Set problem
Please continue the pan balance subtraction lesson below, picking up right after its final sentence.

Document passage
· · ·
Illuminations: How Many More Fish?

How Many More Fish?


Balancing Equations

This lesson encourages the students to explore another meaning for operations of subtraction, the balance. This meaning leads naturally into recording with equations. The students will imitate the action of a pan balance and record the modeled subtraction facts in equation form.

Learning Objectives

 
Students will:
  • model the balance meaning of subtraction
  • record the subtraction modeled on the balance

Materials

 
Pan balance with weights
Crayons
Resealable bags with fish-shaped crackers
Pan Balance Activity Sheet

Instructional Plan

Teacher Note: In this lesson, subtraction will be demonstrated using a pan balance. If you have only a balance with hanging weights, please modify the directions accordingly. You may wish to use heavy weights such as sinkers for this lesson so that the balance will clearly register the differences in weight. The pieces should be identical so that groups of the same size weigh the same amount.

To review with the students how a pan balance operates, display one and call on a volunteer to "be" a pan balance. Ask the child to hold out his or her arms, then place a container in each hand. Tell the child to imagine that the container on the left side is very heavy, and to act out what the balance will look like. (You might also place a heavy object in the hand that represents that left side of the balance.) Then ask him or her to imagine the left side is much lighter than the right side and act that out. Tell students they will “act out” the behavior of a pan balance. Then ask the whole class to stand, stretch their arms out and show how a pan balance works. [You may wish to suggest which side of the pan balance is heavier, lighter.]

 

 

Now ask a volunteer to place nine weights in the left pan of the balance and then put four weights on the other side. Ask: "How many more weights are on the left side than on the right side? What will we need to add to the left side so the pan balance is level?" Accept and model all the students' responses. When the response "five" is given, record this on the board using an equation [9 = 4 + 5] that models what was done with the weights to make the pan balance level. (Note that although the number sentence is an addition sentence, subtraction is used to find the missing addend.) Continue with other examples until the students are comfortable with the process. (Because this is an example of a missing addend problem, some students may have difficulty completing the equation correctly.) To continue the investigation, call on volunteers to pose problems and model them on the pan balance.

Now give each pair of students some crackers and a copy of the Pan Balance activity sheet.
· · ·
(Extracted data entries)

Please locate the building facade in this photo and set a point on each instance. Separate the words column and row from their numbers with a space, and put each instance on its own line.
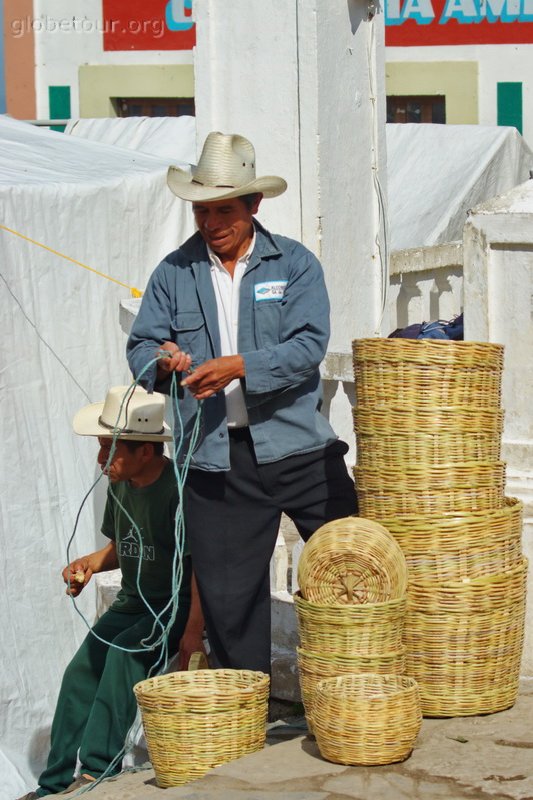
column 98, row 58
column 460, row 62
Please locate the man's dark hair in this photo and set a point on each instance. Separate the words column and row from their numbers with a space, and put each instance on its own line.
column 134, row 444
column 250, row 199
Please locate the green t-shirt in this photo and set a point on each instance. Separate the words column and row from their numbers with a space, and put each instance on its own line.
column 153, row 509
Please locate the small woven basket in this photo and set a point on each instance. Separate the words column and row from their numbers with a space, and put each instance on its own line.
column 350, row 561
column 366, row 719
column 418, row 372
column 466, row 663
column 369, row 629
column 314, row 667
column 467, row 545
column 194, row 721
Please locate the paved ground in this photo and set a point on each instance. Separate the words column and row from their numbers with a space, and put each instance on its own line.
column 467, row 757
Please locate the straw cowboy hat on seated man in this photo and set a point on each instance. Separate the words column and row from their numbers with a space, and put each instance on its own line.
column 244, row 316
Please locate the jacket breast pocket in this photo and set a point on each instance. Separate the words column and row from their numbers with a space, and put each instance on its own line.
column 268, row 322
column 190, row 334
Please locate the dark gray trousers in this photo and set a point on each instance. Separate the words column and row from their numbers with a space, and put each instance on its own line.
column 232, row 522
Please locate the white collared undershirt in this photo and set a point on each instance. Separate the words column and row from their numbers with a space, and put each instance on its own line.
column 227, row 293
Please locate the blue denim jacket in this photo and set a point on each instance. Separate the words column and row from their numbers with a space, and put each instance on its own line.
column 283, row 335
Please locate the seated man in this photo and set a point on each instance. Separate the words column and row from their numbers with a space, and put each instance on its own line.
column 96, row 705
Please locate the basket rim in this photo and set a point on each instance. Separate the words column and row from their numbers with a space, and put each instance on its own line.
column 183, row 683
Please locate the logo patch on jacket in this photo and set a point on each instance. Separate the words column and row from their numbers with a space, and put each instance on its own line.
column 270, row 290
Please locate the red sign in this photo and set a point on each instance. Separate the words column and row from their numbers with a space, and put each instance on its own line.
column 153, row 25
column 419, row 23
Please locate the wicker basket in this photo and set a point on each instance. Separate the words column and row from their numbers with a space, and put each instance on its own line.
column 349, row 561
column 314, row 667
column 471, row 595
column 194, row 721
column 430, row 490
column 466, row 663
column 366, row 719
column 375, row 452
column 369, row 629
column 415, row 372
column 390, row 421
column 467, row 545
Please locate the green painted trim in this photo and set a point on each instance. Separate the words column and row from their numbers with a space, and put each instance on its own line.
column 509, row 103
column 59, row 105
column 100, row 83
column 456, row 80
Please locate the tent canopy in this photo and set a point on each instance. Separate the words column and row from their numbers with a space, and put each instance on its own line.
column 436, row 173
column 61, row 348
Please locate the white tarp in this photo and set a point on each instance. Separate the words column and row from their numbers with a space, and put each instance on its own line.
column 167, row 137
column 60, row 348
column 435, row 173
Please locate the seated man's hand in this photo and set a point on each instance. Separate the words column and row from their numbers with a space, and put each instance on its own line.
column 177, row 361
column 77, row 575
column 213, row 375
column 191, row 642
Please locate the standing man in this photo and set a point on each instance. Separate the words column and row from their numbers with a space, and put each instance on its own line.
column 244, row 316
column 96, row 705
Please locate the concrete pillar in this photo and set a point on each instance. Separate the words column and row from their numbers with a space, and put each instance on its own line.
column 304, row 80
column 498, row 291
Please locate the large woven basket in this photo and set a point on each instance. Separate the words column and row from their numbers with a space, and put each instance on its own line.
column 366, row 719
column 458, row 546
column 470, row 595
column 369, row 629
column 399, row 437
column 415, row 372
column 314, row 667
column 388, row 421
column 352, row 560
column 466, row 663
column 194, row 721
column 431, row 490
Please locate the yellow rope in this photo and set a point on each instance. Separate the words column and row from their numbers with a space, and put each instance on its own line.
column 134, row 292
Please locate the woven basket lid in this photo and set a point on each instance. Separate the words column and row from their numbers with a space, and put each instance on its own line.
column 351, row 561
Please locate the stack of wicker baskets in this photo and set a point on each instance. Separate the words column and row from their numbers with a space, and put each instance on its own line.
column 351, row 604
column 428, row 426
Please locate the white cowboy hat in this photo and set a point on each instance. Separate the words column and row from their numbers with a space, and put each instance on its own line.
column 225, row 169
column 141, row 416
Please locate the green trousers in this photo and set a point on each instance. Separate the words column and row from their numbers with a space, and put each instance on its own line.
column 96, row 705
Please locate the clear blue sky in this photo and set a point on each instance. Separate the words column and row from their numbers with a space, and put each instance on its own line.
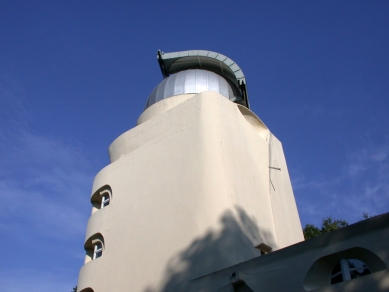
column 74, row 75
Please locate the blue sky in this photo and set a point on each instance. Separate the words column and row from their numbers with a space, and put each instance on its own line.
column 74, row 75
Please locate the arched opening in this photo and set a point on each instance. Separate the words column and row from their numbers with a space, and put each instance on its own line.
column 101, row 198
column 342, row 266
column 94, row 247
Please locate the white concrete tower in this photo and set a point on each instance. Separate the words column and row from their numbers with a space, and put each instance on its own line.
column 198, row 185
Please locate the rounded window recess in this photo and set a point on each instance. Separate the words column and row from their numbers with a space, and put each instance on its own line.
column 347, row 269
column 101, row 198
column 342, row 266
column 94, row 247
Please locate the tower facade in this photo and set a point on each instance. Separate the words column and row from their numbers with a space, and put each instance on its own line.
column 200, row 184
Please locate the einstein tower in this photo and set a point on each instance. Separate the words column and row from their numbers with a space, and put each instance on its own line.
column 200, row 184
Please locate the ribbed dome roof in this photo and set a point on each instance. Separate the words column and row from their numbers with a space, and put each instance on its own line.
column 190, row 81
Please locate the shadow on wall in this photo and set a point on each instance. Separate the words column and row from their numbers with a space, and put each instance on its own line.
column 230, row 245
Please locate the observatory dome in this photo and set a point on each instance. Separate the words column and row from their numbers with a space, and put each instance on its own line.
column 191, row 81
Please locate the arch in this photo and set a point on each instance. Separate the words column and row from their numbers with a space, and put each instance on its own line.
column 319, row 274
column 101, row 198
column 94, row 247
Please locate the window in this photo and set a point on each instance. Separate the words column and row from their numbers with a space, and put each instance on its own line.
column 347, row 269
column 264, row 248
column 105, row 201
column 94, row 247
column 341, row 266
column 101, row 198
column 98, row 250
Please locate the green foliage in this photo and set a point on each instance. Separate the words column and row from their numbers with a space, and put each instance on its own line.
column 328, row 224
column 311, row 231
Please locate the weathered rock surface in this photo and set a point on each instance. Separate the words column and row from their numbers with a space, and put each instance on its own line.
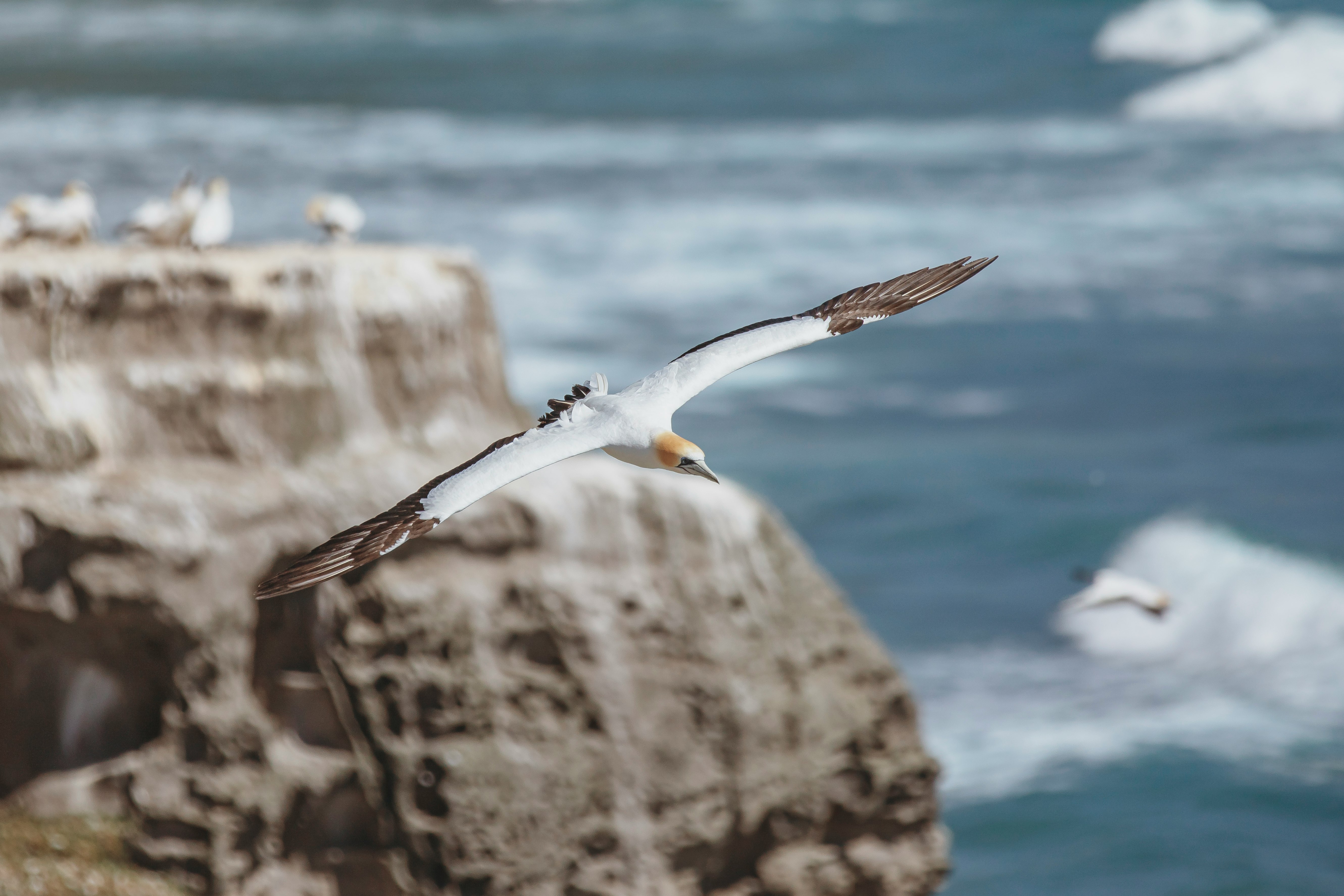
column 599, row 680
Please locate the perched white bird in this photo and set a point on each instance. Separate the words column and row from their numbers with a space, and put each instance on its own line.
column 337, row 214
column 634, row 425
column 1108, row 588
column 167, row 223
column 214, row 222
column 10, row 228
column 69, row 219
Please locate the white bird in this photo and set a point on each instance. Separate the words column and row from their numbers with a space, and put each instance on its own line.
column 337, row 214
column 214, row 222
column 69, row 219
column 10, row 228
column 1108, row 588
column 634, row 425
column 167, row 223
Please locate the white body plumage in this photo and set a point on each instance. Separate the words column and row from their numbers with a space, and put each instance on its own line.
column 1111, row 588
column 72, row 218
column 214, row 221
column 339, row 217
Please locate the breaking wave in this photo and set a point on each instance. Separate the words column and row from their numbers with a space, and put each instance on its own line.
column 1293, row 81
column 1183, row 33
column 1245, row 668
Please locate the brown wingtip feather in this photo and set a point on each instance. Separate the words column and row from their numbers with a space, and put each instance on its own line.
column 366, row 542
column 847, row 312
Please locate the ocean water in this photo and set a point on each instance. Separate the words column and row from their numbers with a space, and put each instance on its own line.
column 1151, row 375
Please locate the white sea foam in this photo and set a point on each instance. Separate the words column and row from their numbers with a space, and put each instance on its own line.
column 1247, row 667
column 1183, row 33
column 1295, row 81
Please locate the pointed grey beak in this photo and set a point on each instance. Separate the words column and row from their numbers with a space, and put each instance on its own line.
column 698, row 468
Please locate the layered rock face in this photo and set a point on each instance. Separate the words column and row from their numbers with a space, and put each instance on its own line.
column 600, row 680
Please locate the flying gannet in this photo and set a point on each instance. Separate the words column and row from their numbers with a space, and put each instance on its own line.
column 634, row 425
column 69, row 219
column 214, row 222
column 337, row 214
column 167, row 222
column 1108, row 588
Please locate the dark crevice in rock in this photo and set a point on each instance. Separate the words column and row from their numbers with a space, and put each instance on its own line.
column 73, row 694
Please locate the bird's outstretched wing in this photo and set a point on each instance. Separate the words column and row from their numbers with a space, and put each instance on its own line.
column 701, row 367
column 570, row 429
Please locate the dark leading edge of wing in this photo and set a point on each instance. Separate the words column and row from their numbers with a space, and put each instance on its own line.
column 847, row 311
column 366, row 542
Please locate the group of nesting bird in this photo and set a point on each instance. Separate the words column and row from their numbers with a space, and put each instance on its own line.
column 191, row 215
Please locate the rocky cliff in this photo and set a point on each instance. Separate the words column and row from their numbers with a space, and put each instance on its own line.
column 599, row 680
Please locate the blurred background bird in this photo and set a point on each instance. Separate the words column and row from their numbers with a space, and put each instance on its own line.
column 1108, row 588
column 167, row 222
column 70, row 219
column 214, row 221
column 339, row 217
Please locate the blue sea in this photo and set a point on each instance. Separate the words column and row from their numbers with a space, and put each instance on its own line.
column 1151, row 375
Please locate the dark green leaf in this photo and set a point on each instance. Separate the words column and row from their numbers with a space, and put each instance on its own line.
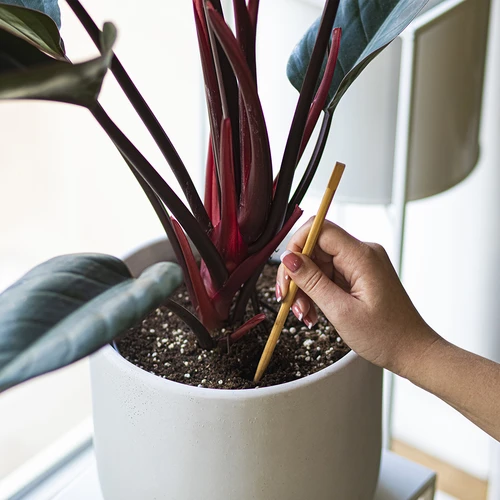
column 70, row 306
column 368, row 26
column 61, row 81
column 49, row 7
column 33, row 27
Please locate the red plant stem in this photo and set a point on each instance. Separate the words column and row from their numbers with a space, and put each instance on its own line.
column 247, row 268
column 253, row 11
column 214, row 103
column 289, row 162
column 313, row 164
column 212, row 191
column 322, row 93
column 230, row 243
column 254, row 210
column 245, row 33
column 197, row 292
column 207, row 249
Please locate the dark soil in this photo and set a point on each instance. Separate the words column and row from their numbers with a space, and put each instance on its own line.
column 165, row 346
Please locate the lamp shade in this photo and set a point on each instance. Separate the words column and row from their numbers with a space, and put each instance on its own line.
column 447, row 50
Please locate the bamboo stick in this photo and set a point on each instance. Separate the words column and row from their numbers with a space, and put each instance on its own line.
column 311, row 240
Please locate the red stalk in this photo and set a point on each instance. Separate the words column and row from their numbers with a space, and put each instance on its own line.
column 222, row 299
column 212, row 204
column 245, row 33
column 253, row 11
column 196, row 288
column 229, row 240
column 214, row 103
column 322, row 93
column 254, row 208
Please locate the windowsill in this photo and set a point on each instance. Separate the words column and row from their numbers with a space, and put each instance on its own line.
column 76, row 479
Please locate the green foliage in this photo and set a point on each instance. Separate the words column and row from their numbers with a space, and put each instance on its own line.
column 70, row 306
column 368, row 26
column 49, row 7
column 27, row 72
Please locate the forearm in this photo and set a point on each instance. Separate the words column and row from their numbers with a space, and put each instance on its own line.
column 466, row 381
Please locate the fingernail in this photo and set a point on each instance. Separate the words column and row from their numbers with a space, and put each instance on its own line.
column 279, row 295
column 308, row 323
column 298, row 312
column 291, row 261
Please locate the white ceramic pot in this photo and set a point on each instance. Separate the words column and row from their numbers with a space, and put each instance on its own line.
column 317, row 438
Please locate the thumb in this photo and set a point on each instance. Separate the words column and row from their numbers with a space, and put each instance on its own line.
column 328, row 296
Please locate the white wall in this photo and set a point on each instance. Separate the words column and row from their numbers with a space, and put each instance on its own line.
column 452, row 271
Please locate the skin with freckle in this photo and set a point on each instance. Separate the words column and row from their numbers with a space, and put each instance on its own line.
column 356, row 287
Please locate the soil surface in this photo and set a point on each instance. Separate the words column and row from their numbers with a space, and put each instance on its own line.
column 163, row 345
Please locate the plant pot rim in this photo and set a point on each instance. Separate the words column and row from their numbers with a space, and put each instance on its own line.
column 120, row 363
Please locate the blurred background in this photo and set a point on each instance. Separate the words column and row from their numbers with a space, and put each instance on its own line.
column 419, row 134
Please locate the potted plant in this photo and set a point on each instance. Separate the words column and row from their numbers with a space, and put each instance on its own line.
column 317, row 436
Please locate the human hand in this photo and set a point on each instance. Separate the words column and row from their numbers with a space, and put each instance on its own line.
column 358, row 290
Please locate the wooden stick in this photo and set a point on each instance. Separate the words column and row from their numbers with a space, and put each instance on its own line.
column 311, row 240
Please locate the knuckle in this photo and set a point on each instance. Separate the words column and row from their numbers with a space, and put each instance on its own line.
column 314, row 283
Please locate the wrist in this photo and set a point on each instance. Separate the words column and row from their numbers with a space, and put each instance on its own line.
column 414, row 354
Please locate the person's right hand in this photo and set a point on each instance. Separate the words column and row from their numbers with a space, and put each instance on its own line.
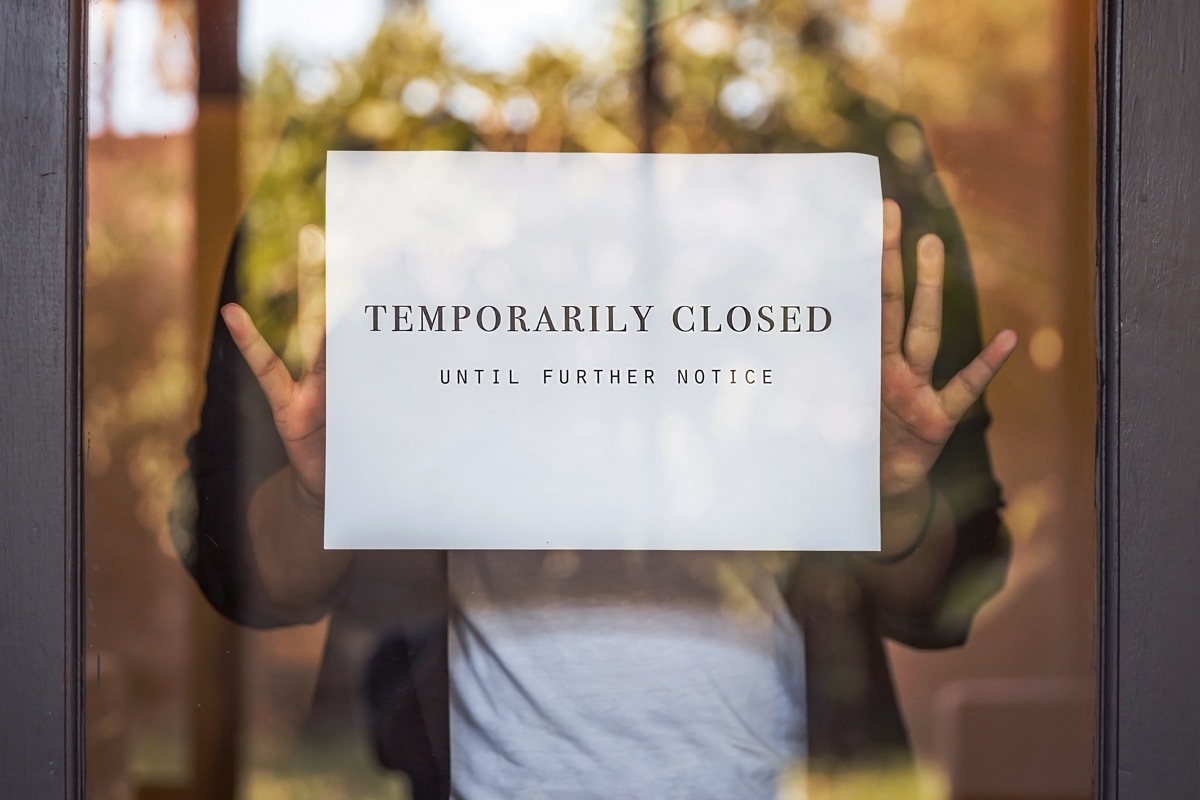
· · ·
Written answer
Pan Balance Sheet Pan Balance Activity Sheet

Tell students they will take turns choosing two numbers and acting out how a balance would look if there were that many crackers on the left and right sides. Ask students to determine how many more crackers would be needed to balance the pan and record that information on the recording sheet. Then ask them to write the number sentence that they modeled. Invite the students to select one of the resulting equations to illustrate by drawing a pan balance that models the equation.

Questions for Students

 

When you modeled comparison subtraction on the balance, what did you do first? Then what? How did you record this?

[Student responses may vary, but they should be able to model the steps followed in the lesson.]

Suppose you put seven fish-shaped crackers on the left side of the balance and three fish-shaped crackers on the right side. To balance the pan, which side should you add crackers to? How many more crackers should you add to balance the pan balance? What equation tells what you did?

[Right side; add 4 more; 7 = 3 + 4]

How would you explain to a younger student how to make the sides balance?

[Student responses may vary, but they should be able to model the same steps used during the lesson.]

Choose one equation that you wrote when you acted like a pan balance. How does this equation show what you did?

[Student responses may vary.]

How could you use the balance to complete this number sentence: 3 + _ = 5? Which numbers are the addends?

[put 3 on one side, 5 on the other, and balance; 3 and 2 are the addends.]

What does it mean if the pan balance is level before you add any fish-shaped crackers?

[Both sides have the same number of crackers.]

Assessment Options

 
  1. Because a new and especially challenging meaning for subtraction has been added with this lesson, you may wish to make more entries on the Class Notes recording sheet begun earlier in this unit.

Extensions

 
  1. Students may use the Pan Balance - Numbers Tool to model and solve additional subtraction equations, similar to those in this lesson.

Teacher Reflection

 
  • Which students met all the objectives of this lesson? What extension activities are appropriate for these students?
  • Which students did not meet the objectives of this lesson? What instructional experiences do they need next?
  • When the class worked together in a whole class situation, did some students respond before they had thought the question through? Did others fail to respond even though they were sure of the answer? Did I call on all students equally often?
  • Which parts of the lesson helped students achieve their learning goals? Which parts will I change the next time that I teach this lesson?

NCTM Standards and Expectations

 
Number & Operations Pre-K-2
  1. Develop and use strategies for whole-number computations, with a focus on addition and subtraction.
  2. Develop fluency with basic number combinations for addition and subtraction.
  3. Use a variety of methods and tools to compute, including objects, mental computation, estimation, paper and pencil, and calculators.
  4. Understand the effects of adding and subtracting whole numbers.
  5. Understand various meanings of addition and subtraction of whole numbers and the relationship between the two operations.
This lesson prepared by Grace M. Burton.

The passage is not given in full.